» **Records for the task**
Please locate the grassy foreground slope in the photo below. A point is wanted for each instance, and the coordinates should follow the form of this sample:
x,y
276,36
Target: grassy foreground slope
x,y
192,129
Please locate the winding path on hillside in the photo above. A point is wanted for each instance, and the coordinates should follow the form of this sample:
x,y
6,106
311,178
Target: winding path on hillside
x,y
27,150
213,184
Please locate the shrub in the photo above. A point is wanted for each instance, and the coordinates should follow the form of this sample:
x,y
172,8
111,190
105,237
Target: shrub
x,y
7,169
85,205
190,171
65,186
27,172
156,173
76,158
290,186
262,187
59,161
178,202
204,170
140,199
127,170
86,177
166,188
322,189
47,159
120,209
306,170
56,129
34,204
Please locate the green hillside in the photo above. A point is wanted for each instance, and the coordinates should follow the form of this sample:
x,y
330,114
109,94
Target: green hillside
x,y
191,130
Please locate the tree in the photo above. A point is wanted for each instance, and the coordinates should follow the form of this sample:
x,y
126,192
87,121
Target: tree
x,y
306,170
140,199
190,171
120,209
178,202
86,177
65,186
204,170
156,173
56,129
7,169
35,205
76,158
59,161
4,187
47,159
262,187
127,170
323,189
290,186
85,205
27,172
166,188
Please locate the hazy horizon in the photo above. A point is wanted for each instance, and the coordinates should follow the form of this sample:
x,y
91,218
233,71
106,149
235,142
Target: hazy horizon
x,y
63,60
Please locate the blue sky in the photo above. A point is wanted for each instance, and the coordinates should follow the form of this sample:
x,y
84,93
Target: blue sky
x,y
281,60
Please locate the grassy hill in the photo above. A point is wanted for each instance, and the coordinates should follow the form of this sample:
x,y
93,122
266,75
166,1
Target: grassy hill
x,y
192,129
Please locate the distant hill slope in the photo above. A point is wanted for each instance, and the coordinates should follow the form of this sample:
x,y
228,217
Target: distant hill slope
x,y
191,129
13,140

» **Exercise prompt**
Repeat all entries. Match them exactly.

» **The answer**
Please locate the grassy foreground slope in the photo below. A point is wanted for each instance, and the coordinates should follow the form of this sample:
x,y
276,36
Target: grassy foreground slope
x,y
192,129
Please locate the winding path on hillside in the photo above. A point is wanted for each instance, and the coordinates should follow the form of this sample:
x,y
6,106
311,178
Target: winding path on hillside
x,y
27,150
213,184
Please locate the shrub in the photo above. A point is wanted for each instance, and the coordinates should follow the form of this sample:
x,y
172,8
111,190
105,237
Target: shrub
x,y
7,169
85,205
190,171
65,186
27,172
156,173
76,158
290,186
262,187
59,161
178,202
204,170
140,199
127,170
86,177
166,188
322,189
47,159
120,209
306,170
56,129
34,204
Please locate the green hillside in the photo above. A point is wanted for each instance, and the coordinates should follow the form of this sample:
x,y
330,114
109,94
Target: green hillside
x,y
191,130
Please locate the tree in the photo above. A point is wanted for each instance, and the coordinates should follow the form of this sample:
x,y
126,192
87,121
Target: tree
x,y
306,170
140,199
190,171
120,209
178,202
86,177
65,186
204,170
156,173
56,129
7,169
35,205
76,158
59,161
4,187
47,159
262,187
127,170
323,189
290,186
85,205
27,172
166,188
Please locate the hazy horizon in the photo above. A point is wanted for each instance, and the coordinates should follow the form of this sample:
x,y
91,218
233,71
106,149
235,142
Target: hazy horizon
x,y
63,60
Please locate the blue sky in the photo above. A point is wanted for each instance, and the coordinates should follow the form of this sample:
x,y
84,93
Target: blue sky
x,y
281,60
Please locate the grassy hill in the photo above. A point is wanted for each instance, and the coordinates should follow the form of this sample:
x,y
93,122
266,75
166,1
Target: grassy hill
x,y
192,129
Please locate the distant hill slope in the photo above. A point is wanted for each instance, and the coordinates should follow the form of this sample:
x,y
228,217
Target: distant hill slope
x,y
191,129
13,140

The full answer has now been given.